WHAT YOU SHOULD DO
What is needed is an exact copy of the entries below, from the line that contains "the child's hand" through the final line, both included, and nothing else.

Saved data entries:
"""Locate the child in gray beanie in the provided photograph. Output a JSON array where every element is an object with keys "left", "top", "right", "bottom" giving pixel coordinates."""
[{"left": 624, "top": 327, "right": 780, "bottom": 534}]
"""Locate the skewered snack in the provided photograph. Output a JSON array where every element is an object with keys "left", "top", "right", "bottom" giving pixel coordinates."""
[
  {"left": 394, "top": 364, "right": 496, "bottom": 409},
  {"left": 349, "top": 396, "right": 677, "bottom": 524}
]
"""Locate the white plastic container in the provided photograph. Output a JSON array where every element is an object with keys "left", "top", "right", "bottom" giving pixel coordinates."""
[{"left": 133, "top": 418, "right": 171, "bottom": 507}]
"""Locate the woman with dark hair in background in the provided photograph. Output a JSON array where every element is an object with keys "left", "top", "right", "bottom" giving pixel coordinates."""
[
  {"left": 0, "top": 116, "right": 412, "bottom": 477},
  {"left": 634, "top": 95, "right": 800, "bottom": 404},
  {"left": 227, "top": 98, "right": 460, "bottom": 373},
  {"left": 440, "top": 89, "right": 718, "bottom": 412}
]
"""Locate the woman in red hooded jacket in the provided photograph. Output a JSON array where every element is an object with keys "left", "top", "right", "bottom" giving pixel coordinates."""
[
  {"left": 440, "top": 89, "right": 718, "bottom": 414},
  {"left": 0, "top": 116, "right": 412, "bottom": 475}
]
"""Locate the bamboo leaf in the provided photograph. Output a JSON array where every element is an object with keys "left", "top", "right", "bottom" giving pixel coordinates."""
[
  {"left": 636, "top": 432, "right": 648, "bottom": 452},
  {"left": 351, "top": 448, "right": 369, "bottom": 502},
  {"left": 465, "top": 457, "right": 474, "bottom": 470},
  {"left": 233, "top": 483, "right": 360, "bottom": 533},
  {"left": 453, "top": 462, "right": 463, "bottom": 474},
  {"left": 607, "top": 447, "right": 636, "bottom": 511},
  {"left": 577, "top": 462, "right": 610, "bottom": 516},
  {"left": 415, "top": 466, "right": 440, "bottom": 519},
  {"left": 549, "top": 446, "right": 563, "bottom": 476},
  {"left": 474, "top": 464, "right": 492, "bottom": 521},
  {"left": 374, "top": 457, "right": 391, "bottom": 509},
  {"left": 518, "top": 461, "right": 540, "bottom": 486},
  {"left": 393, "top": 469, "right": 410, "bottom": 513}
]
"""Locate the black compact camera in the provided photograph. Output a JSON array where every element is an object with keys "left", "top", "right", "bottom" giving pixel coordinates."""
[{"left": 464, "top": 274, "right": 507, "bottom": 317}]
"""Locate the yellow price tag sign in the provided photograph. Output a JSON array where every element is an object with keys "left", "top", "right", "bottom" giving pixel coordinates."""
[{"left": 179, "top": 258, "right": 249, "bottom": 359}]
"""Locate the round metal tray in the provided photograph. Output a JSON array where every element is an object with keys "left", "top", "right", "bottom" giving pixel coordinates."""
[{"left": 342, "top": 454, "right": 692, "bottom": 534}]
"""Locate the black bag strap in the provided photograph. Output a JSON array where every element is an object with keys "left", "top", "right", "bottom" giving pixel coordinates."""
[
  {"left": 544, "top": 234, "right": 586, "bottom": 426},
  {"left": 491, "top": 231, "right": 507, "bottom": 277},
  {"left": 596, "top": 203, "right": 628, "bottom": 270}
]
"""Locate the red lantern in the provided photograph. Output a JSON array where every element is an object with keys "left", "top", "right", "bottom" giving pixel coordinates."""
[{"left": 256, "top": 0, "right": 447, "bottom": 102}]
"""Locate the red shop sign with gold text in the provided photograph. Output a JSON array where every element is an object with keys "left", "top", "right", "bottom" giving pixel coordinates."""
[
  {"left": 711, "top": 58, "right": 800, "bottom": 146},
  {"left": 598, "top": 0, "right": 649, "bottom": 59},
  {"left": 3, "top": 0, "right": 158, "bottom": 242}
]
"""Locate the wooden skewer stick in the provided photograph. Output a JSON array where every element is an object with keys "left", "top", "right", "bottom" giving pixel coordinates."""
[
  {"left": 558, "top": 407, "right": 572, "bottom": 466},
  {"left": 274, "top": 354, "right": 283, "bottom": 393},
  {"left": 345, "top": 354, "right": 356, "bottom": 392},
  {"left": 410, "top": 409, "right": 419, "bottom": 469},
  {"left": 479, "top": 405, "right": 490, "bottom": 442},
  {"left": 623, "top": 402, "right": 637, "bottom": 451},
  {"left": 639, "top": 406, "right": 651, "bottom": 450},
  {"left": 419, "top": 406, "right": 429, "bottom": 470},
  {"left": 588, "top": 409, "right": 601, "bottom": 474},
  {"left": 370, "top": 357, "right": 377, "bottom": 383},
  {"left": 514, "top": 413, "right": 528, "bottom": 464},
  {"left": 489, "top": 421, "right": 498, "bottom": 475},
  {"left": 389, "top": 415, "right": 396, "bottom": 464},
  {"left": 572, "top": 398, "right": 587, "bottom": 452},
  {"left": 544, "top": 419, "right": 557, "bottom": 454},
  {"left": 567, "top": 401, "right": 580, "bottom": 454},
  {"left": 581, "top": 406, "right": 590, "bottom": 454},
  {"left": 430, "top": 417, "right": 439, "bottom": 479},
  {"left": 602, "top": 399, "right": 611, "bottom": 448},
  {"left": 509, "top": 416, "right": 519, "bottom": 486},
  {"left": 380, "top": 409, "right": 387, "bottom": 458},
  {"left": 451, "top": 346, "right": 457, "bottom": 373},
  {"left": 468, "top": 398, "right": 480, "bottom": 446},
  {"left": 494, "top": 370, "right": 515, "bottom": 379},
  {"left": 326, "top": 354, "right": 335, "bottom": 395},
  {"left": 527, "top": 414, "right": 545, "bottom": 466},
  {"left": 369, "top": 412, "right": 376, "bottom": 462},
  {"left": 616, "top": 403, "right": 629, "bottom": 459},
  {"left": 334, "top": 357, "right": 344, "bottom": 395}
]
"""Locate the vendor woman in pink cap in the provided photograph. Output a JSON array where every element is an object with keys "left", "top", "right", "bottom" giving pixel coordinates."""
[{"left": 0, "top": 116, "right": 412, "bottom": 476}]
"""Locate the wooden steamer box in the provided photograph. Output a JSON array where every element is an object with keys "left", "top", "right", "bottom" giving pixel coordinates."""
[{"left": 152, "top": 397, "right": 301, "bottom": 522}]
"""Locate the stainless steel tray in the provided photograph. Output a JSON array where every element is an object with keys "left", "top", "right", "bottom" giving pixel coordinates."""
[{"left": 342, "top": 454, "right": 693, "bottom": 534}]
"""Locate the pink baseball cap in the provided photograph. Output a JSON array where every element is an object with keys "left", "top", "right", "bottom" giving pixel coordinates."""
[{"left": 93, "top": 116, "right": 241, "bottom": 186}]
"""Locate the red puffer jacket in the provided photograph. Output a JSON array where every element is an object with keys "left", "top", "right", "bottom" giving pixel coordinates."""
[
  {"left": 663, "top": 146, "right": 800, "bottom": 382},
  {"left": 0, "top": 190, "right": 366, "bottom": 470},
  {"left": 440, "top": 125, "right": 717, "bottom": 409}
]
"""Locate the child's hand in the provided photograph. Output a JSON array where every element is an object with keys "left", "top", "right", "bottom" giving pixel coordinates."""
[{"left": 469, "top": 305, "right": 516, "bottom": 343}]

TASK RESULT
"""Locate the child's hand in the provided photograph. Output a JSON array where every element is an object with keys "left", "top", "right", "bottom" giving pixel coordinates."""
[{"left": 469, "top": 305, "right": 516, "bottom": 343}]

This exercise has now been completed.